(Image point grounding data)

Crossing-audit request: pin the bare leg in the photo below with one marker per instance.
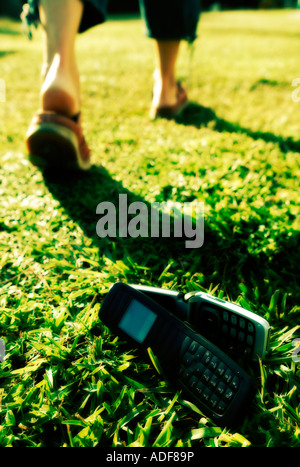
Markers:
(164, 91)
(60, 89)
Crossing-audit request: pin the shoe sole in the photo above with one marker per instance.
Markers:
(53, 146)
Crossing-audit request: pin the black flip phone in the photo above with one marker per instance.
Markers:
(234, 329)
(218, 386)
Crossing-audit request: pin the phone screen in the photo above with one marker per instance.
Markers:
(137, 321)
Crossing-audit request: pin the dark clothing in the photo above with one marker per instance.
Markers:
(164, 19)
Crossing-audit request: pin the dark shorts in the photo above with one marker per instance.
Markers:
(164, 19)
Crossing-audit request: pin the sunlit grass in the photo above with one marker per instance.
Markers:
(66, 380)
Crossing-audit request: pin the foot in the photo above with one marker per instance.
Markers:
(169, 98)
(60, 89)
(164, 91)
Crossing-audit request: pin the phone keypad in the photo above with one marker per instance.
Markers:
(210, 379)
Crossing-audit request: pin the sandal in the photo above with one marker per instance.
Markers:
(172, 111)
(54, 140)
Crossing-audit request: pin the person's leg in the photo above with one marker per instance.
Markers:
(60, 90)
(165, 87)
(168, 23)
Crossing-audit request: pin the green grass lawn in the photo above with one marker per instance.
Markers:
(66, 380)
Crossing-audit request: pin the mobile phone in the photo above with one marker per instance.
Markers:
(234, 329)
(217, 385)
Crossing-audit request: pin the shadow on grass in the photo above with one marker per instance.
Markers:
(223, 259)
(198, 116)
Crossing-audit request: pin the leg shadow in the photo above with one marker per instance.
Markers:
(198, 116)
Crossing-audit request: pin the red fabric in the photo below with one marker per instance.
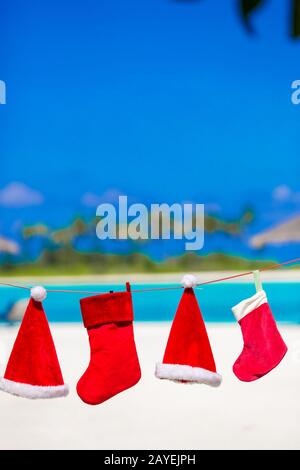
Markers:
(115, 307)
(33, 359)
(114, 365)
(263, 348)
(188, 342)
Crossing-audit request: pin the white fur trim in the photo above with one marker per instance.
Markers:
(38, 293)
(33, 391)
(179, 373)
(248, 305)
(189, 280)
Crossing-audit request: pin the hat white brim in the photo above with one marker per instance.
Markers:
(33, 391)
(183, 373)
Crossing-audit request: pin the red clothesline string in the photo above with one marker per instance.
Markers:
(150, 289)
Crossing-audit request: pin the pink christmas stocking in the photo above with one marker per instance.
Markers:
(114, 365)
(264, 347)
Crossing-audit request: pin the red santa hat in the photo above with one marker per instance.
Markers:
(188, 356)
(33, 369)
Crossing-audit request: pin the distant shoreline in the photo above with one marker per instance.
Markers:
(279, 275)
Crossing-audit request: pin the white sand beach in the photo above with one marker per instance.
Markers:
(159, 414)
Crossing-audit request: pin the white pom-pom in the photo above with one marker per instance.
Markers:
(38, 293)
(189, 280)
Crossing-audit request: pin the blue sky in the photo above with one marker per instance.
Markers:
(160, 100)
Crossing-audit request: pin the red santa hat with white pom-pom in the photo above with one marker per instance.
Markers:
(33, 370)
(188, 356)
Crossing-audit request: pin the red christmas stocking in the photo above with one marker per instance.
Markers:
(263, 348)
(114, 365)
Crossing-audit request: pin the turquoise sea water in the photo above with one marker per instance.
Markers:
(215, 301)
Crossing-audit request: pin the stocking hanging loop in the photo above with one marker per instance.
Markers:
(257, 280)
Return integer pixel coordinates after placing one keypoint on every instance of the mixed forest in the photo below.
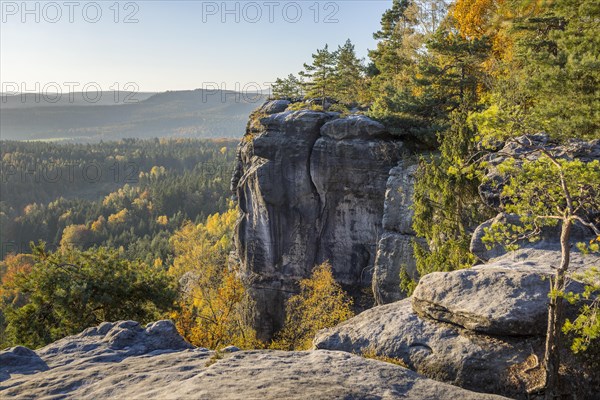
(153, 236)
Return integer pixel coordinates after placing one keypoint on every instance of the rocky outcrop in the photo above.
(96, 365)
(481, 328)
(494, 300)
(395, 247)
(310, 186)
(490, 191)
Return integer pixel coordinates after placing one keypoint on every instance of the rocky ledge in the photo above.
(126, 361)
(481, 329)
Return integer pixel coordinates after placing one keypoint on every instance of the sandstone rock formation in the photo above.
(472, 328)
(125, 361)
(395, 247)
(310, 186)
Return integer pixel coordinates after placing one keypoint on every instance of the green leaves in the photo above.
(71, 290)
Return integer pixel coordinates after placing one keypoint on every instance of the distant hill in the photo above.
(193, 114)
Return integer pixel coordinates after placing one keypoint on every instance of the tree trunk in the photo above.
(555, 316)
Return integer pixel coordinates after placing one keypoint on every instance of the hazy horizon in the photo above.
(158, 46)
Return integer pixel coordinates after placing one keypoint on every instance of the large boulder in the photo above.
(94, 366)
(481, 328)
(492, 299)
(437, 350)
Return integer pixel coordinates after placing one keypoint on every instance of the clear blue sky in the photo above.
(175, 45)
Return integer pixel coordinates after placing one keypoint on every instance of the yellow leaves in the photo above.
(119, 218)
(320, 304)
(98, 224)
(75, 235)
(214, 303)
(472, 16)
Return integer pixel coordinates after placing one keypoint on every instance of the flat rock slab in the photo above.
(437, 350)
(261, 374)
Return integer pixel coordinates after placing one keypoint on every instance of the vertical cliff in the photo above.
(311, 188)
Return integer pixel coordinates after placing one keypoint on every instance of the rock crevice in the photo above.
(311, 187)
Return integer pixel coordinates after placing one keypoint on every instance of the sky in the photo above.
(152, 46)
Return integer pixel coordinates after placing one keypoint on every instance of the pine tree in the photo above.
(350, 84)
(320, 74)
(287, 88)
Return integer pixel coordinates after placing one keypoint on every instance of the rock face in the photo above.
(474, 328)
(93, 365)
(310, 186)
(395, 247)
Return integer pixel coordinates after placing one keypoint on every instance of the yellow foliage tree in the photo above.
(119, 218)
(75, 236)
(321, 303)
(213, 304)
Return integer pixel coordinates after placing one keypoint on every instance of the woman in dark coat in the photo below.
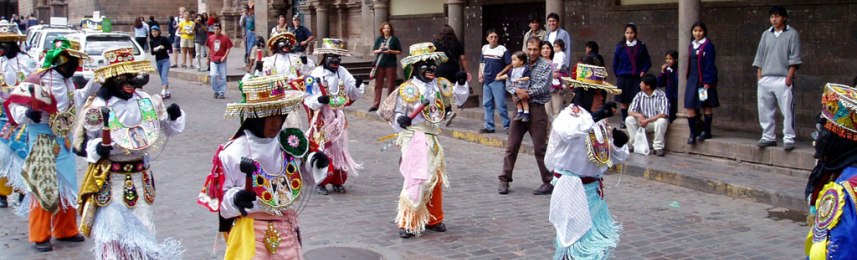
(701, 82)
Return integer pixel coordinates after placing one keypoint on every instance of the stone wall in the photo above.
(827, 30)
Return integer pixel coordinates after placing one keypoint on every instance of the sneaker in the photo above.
(545, 189)
(449, 116)
(504, 188)
(486, 131)
(439, 227)
(405, 234)
(765, 143)
(519, 116)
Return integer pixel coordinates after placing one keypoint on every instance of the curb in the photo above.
(794, 204)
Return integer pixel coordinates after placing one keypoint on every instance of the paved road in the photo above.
(660, 221)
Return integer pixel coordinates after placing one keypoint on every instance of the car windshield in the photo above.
(49, 39)
(95, 45)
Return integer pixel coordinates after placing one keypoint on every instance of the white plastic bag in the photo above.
(641, 143)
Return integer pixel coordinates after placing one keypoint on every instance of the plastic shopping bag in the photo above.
(641, 143)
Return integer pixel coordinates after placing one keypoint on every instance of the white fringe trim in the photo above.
(120, 234)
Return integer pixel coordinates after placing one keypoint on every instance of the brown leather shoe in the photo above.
(545, 189)
(504, 188)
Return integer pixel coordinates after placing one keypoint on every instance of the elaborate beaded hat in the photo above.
(272, 42)
(422, 52)
(839, 107)
(332, 46)
(263, 97)
(121, 61)
(591, 77)
(10, 33)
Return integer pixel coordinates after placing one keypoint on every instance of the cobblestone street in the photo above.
(660, 221)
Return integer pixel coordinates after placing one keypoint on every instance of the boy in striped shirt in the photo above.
(649, 110)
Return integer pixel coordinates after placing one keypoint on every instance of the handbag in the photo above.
(374, 71)
(641, 143)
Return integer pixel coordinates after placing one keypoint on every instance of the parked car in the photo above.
(40, 39)
(94, 44)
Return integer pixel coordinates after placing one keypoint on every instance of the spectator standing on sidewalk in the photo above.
(649, 110)
(302, 34)
(538, 94)
(219, 46)
(448, 43)
(630, 62)
(496, 59)
(141, 31)
(175, 36)
(386, 48)
(249, 24)
(701, 90)
(556, 33)
(200, 31)
(536, 30)
(777, 60)
(160, 49)
(186, 43)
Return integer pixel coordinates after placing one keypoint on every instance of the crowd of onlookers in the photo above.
(649, 99)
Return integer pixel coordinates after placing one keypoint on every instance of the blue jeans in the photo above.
(164, 71)
(251, 41)
(218, 77)
(494, 94)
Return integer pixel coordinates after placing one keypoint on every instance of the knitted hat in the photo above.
(121, 61)
(63, 45)
(263, 97)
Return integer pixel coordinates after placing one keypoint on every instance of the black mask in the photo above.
(425, 68)
(331, 62)
(283, 43)
(67, 69)
(112, 87)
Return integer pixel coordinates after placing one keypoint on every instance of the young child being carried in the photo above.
(519, 76)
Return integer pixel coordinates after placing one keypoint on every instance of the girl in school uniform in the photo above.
(630, 62)
(668, 80)
(701, 90)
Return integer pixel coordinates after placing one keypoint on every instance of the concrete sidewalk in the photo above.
(782, 188)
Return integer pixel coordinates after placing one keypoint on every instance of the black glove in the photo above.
(319, 160)
(174, 112)
(103, 150)
(81, 150)
(34, 115)
(606, 111)
(247, 166)
(620, 138)
(324, 99)
(461, 77)
(358, 82)
(404, 121)
(244, 200)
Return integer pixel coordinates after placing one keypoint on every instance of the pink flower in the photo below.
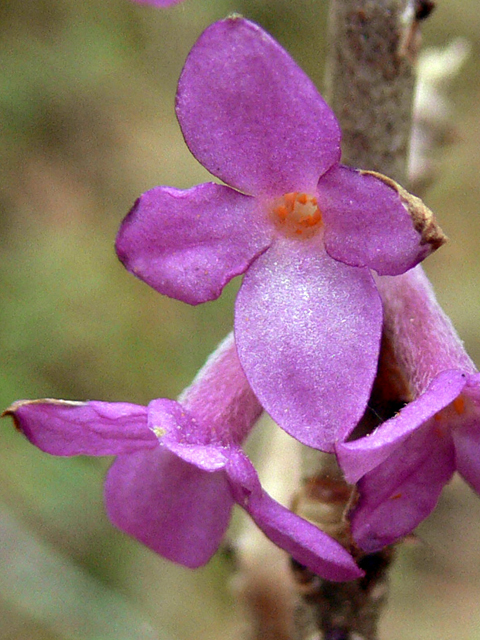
(404, 464)
(180, 467)
(304, 230)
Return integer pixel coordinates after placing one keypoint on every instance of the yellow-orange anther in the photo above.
(459, 405)
(298, 213)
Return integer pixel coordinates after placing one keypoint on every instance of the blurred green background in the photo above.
(86, 110)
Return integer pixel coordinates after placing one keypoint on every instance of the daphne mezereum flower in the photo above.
(405, 462)
(303, 229)
(180, 468)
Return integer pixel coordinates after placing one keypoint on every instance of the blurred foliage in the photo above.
(86, 105)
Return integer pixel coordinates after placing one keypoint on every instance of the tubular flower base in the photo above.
(179, 467)
(303, 229)
(158, 3)
(405, 463)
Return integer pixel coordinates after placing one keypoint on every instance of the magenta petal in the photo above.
(361, 456)
(65, 428)
(308, 331)
(251, 116)
(401, 492)
(466, 436)
(171, 506)
(302, 540)
(189, 244)
(366, 223)
(158, 3)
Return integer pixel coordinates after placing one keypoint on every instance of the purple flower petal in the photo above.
(361, 456)
(251, 116)
(302, 540)
(65, 428)
(185, 436)
(466, 435)
(466, 439)
(168, 504)
(366, 223)
(401, 492)
(189, 244)
(158, 3)
(308, 331)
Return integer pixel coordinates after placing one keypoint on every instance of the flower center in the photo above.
(453, 415)
(297, 214)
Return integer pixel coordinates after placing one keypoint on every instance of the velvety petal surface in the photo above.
(366, 223)
(467, 452)
(170, 505)
(251, 116)
(189, 244)
(65, 428)
(307, 330)
(401, 492)
(302, 540)
(361, 456)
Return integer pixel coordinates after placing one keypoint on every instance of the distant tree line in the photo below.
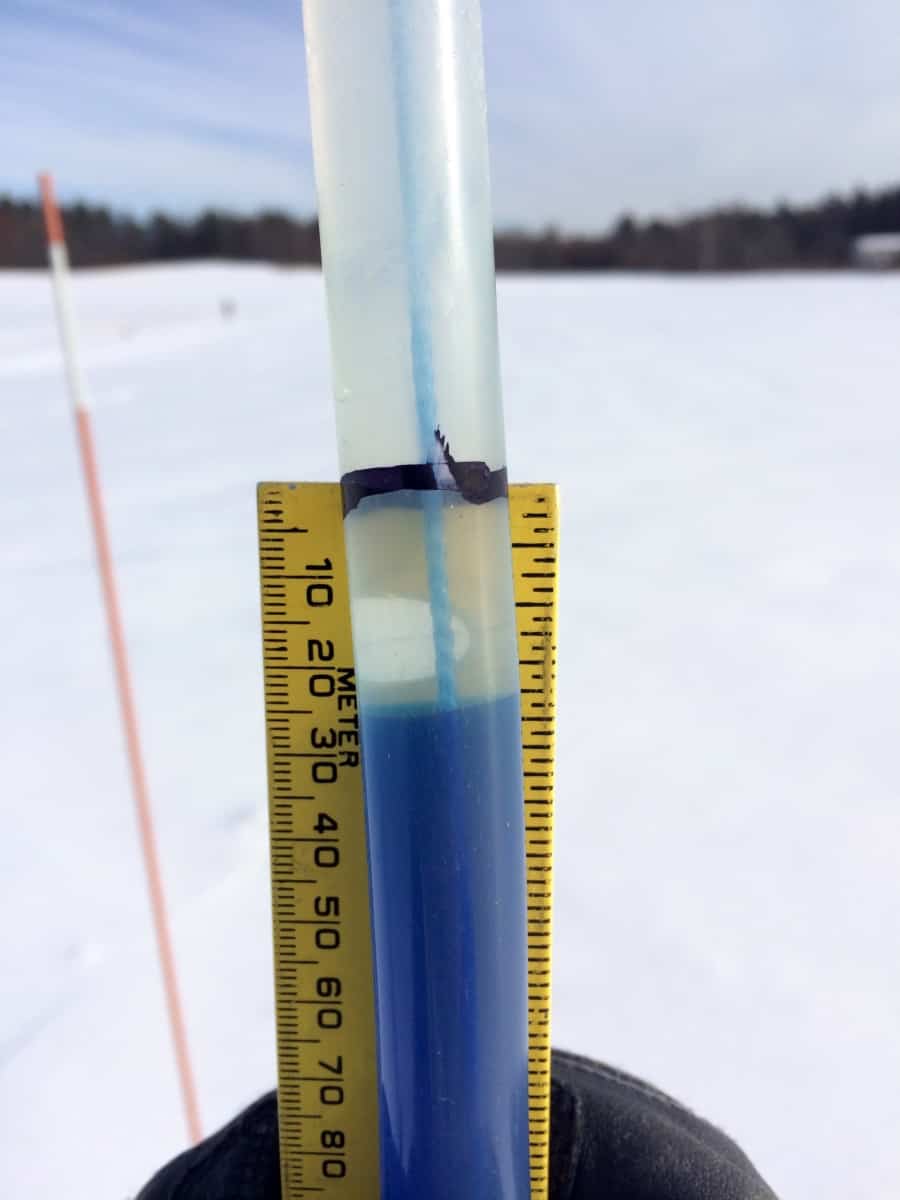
(727, 239)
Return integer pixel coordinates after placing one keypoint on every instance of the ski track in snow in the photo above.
(729, 833)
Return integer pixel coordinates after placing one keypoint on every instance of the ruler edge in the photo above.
(539, 1055)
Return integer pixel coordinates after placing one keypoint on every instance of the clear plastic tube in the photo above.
(401, 162)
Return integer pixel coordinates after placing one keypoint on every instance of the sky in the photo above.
(597, 107)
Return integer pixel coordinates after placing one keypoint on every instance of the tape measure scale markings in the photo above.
(328, 1102)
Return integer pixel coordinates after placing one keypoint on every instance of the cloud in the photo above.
(597, 106)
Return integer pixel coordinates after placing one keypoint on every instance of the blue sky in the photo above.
(597, 106)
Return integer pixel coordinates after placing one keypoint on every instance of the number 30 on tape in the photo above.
(328, 1103)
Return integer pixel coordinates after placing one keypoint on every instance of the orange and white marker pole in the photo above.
(65, 317)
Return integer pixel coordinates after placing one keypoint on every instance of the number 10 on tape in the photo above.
(328, 1099)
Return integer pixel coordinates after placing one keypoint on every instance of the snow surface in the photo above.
(729, 831)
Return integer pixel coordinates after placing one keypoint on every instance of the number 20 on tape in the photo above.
(328, 1101)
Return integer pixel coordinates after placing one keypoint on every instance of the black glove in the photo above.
(612, 1138)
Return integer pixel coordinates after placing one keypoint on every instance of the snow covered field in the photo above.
(729, 811)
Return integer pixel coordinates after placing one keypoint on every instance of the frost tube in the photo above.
(400, 143)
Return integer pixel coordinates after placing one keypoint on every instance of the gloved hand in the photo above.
(612, 1138)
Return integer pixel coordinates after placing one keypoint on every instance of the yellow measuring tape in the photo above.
(328, 1101)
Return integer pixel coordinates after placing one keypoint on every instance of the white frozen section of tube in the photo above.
(400, 139)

[ACTION ITEM] Look over the records. Copy the lines that include the word "grass".

[WRITTEN ANSWER]
Crossing-audit request: pin the sunlit grass in the photo above with one marker per instance.
Crossing-audit request: pin the green grass lawn in the photo above with one marker per instance.
Crossing-audit request: pin the shadow on grass in the photo above with one marker per instance.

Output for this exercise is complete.